__DATASET CONTENT__.
▼▼▼

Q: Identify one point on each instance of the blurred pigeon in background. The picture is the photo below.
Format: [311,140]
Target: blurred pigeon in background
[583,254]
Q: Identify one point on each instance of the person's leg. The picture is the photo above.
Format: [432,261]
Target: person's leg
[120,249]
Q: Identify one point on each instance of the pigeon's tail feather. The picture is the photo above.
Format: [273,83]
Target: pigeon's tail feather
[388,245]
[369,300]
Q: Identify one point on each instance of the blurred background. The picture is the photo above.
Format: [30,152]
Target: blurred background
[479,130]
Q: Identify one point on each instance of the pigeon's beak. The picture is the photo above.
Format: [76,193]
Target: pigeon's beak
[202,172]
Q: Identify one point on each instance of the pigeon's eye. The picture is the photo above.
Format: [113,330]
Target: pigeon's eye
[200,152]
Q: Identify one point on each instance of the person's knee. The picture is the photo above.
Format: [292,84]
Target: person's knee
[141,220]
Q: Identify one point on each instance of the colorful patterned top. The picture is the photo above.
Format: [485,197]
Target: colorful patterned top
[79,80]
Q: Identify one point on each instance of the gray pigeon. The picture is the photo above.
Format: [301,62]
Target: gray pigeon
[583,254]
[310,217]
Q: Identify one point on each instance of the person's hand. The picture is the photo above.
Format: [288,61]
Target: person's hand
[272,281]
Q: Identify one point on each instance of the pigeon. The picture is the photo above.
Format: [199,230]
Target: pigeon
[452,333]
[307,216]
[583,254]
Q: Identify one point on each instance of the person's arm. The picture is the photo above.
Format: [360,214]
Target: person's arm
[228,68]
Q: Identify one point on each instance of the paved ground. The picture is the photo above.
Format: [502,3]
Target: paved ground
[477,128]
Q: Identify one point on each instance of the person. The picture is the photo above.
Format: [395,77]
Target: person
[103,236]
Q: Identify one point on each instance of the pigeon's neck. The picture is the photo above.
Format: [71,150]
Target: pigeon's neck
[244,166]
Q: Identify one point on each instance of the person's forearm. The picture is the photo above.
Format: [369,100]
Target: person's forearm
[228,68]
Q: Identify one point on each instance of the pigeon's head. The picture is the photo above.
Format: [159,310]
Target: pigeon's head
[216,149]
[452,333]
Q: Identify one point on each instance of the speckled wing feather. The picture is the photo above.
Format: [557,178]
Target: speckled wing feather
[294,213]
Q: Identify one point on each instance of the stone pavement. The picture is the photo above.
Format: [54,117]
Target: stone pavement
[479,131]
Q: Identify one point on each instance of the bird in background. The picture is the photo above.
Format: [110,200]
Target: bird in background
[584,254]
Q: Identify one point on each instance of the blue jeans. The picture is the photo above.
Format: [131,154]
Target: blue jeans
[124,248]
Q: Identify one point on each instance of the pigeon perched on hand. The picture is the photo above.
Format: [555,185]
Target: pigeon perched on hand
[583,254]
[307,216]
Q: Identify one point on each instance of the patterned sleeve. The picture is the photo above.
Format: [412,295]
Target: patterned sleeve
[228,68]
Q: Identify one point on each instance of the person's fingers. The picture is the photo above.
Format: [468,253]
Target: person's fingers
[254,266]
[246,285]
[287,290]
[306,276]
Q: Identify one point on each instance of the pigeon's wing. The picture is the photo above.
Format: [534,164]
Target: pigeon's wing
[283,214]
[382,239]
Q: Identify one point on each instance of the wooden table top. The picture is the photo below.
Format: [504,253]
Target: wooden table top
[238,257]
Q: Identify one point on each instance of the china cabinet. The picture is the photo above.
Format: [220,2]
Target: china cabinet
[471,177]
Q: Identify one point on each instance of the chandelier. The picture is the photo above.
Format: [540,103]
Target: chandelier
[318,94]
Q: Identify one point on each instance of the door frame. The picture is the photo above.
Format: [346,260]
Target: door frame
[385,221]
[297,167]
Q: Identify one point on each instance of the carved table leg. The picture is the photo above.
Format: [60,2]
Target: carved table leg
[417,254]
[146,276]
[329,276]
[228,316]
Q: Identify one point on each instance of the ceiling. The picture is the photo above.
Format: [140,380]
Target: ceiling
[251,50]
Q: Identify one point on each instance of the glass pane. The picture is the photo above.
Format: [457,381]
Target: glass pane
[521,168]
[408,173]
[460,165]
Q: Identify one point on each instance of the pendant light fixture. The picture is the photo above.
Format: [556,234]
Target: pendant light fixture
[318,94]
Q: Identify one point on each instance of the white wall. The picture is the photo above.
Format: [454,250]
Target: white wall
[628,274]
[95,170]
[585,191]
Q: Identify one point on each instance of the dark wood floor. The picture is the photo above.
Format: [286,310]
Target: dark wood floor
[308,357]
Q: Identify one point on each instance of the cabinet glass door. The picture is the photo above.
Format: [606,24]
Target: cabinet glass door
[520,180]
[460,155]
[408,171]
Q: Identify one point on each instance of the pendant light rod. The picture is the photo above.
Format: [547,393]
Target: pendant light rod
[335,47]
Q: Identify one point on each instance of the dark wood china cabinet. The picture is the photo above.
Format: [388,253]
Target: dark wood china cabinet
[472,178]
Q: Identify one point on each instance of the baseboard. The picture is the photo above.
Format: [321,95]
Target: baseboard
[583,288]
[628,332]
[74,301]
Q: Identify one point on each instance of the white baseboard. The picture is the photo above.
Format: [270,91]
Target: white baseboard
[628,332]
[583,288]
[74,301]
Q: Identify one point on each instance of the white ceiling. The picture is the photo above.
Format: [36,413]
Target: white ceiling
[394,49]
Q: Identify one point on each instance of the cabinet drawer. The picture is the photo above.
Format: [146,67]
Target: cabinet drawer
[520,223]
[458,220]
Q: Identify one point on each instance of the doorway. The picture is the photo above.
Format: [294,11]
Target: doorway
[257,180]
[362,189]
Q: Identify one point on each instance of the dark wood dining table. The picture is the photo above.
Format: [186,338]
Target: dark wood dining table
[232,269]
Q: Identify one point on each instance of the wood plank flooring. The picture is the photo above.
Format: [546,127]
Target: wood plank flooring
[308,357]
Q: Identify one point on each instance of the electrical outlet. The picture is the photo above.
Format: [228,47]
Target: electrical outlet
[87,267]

▲▲▲

__EXERCISE BRIEF__. Can you give the records above again with every "Identify" swapped for "Locate" and nothing else changed?

__RESULT OF THIS EXERCISE__.
Q: Locate one point on each instance of the blurred pigeon in background. The picture is the photo below.
Format: [311,140]
Target: blurred pigeon in background
[583,254]
Q: Locate one point on each instance of the person's leg. The picture is the photo above.
Format: [432,261]
Target: person's leg
[120,249]
Q: Locate one point on each instance of the pigeon's tail feather. The picture is the photo above.
Format: [273,83]
Target: pigeon's tail feather
[388,245]
[369,300]
Q: Locate one point on each instance of the blurred background. The picture is the photo above.
Format: [30,152]
Target: blurred background
[479,130]
Q: Locate one point on each instance of the pigeon's beak. The picture is the photo above.
Format: [76,193]
Target: pigeon's beak
[202,172]
Q: Locate one point on each instance of the pigeon's eye. The picture is the photo above.
Format: [113,330]
Target: pigeon's eye
[200,152]
Q: Locate one point on each instance of the person's knee. The picture is the photo above.
Format: [292,84]
Target: person's knee
[141,220]
Q: Locate one point on each instance of the colorful patterned top. The picture is the photo above.
Format: [485,197]
Target: colorful patterned top
[79,80]
Q: Locate one point on each instance of the gray pigeon. The picture is the photo above.
Format: [301,62]
Target: gray pigeon
[583,254]
[310,217]
Q: Locate one point on each instance of the person's hand. The picture is the photo above.
Format: [288,61]
Target: person's hand
[272,281]
Q: Locate one point on each instance of the pigeon. The picture is the photo above.
Format: [199,230]
Target: pigeon
[452,333]
[307,216]
[583,254]
Q: Locate one point on each instance of the person's arm. The picture is the photo above.
Format: [360,214]
Target: person's arm
[228,68]
Q: Locate one point on each instance of the paved ground. The picture is the photo above.
Format: [502,3]
Target: paved ground
[477,128]
Q: Locate one point on each instance of the person. The picture is the photo above.
Format: [395,77]
Target: person
[103,236]
Q: Locate one point on each instance of the pigeon's neck. The picture is the photo above.
Format: [71,150]
Target: pigeon's neck
[244,166]
Q: Locate one point on each instance of the person's forearm. The picture is the photo above.
Format: [369,100]
Target: person's forearm
[228,68]
Q: Locate one point on each instance of the pigeon's head. The picture is the photo above.
Format: [159,310]
Target: pigeon's head
[216,149]
[452,333]
Q: Locate one point on each instance of the speckled wing feather. The picture is the photo above.
Format: [557,178]
Target: speckled wing feather
[294,213]
Q: Locate one point on each instance of the stone pavement. The picture is the photo above.
Format: [54,117]
Target: stone pavement
[479,131]
Q: Locate one point on each instance of the bird in background. The picture is the photo above.
Format: [110,200]
Target: bird in background
[584,254]
Q: Locate one point on each instance of the blue jeans. The picture is the photo above.
Format: [131,154]
Target: blue jeans
[124,248]
Q: Locate one point on each instance of the pigeon perched on hand. The picture is the photo above.
Format: [555,185]
Target: pigeon perched on hand
[583,254]
[307,216]
Q: Locate one point on each instance of the patterned sleeve. The picture is the photo above.
Format: [412,295]
Target: patterned sleeve
[228,68]
Q: Locate one point on each instance of the person's fingers. The picture is the photo above.
Format: [468,253]
Target: person's fingers
[254,266]
[246,285]
[287,290]
[306,276]
Q: Locate one point on each instance of the pigeon's wing. The picture is the photo above.
Format: [534,164]
Target: pigeon's wing
[283,214]
[382,239]
Q: Locate one point on each instance of the wooden table top. The picture is the photo below.
Format: [504,253]
Target: wooden table top
[238,257]
Q: Locate one point on each instance of the china cabinet. The picture is the photo above.
Format: [220,2]
Target: china cabinet
[471,177]
Q: Locate one point on each instance of the chandelier. The picture is the photo above.
Format: [540,103]
Target: chandelier
[318,94]
Q: Locate one point on each instance of the door frame. The picture is the photo above.
Format: [346,260]
Target: door frame
[385,221]
[297,167]
Q: Locate one point on each instance of the carved table leg. The picture is the photo above.
Format: [60,2]
Target: carved table leg
[417,254]
[146,276]
[329,276]
[228,316]
Q: Locate one point on each instance of the ceiling. The picture is the photo above.
Format: [140,380]
Target: ceiling
[251,50]
Q: Locate one point on each instance of the glass pane. The picture is the photo above.
Format: [457,381]
Target: glass pane
[521,168]
[408,173]
[460,165]
Q: Locate one point on each instance of the pendant light fixture. The picture is the photo above.
Format: [556,234]
Target: pendant light fixture
[318,94]
Q: Locate one point on each instance of the white wall. The picture is the photo above.
Format: [454,250]
Target: white wall
[628,274]
[95,170]
[585,191]
Q: Locate one point on each instance of the dark wood floor. The picture is the photo above.
Format: [286,310]
Target: dark wood floor
[308,357]
Q: Locate one point on each instance of the cabinet glass door. The picture is the photo above.
Format: [606,24]
Target: cabinet glass door
[520,180]
[460,155]
[408,171]
Q: Locate one point on each instance of the pendant light rod. The picture is the photo above.
Format: [547,393]
Target: pendant light rod
[335,47]
Q: Locate one point on each instance of the dark wood china cabinet. The picture is the photo above.
Format: [388,253]
Target: dark wood china cabinet
[472,178]
Q: Locate one point on each instance of the baseboard. The picture is the photo above.
Format: [321,95]
Target: baseboard
[583,288]
[628,332]
[74,301]
Q: Locate one point on each instance of the white baseboard. The picture is the photo above.
Format: [270,91]
Target: white baseboard
[628,332]
[583,288]
[74,301]
Q: Locate one point on each instance of the white ceiling. The picture is the photo above.
Format: [36,413]
Target: white ceiling
[394,49]
Q: Locate one point on each instance of the cabinet drawer. The picture is the photo above.
Format: [146,67]
Target: cabinet drawer
[520,223]
[458,220]
Q: Locate one point on each instance of the doorway. The picture is the photo above.
Format: [294,11]
Target: doorway
[257,180]
[362,189]
Q: Locate one point on each instance of the dark wood dining table. The picture is the photo above.
Format: [186,338]
Target: dark wood dining table
[232,269]
Q: Locate one point on each instance of the wood plank flooring. The picture is the photo above.
Format: [546,127]
Target: wood plank flooring
[308,357]
Q: Locate one point on each instance of the electrical outlet. The picture is the photo above.
Format: [228,47]
Target: electrical outlet
[87,267]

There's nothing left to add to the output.